Task statement | Count the lines in the rows below that contain the string "instance", treating uppercase and lowercase as different, and reply with only that number.

Supplied records |
--- START ---

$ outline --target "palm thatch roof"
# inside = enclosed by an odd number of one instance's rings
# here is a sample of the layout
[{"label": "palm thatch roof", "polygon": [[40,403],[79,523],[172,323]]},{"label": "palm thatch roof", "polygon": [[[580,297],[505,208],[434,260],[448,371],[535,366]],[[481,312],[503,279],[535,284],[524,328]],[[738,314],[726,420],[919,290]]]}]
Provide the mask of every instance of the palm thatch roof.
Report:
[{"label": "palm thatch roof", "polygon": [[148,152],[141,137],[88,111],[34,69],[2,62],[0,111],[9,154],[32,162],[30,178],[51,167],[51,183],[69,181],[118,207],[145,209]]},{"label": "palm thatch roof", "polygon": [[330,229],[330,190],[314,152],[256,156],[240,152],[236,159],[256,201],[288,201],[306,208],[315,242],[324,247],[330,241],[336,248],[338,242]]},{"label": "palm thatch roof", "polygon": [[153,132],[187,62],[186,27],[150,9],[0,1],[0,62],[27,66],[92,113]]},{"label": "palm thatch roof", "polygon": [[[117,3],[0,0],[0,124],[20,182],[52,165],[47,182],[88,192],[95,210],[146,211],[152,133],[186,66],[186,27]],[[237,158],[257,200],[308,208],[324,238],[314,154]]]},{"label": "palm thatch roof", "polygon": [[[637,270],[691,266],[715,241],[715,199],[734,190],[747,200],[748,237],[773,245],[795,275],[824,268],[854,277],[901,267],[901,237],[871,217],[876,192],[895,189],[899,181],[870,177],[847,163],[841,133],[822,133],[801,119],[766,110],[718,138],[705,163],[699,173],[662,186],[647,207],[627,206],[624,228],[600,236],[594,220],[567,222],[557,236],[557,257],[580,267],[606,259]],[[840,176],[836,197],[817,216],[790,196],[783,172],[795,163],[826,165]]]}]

--- END ---

Result of the exercise | 2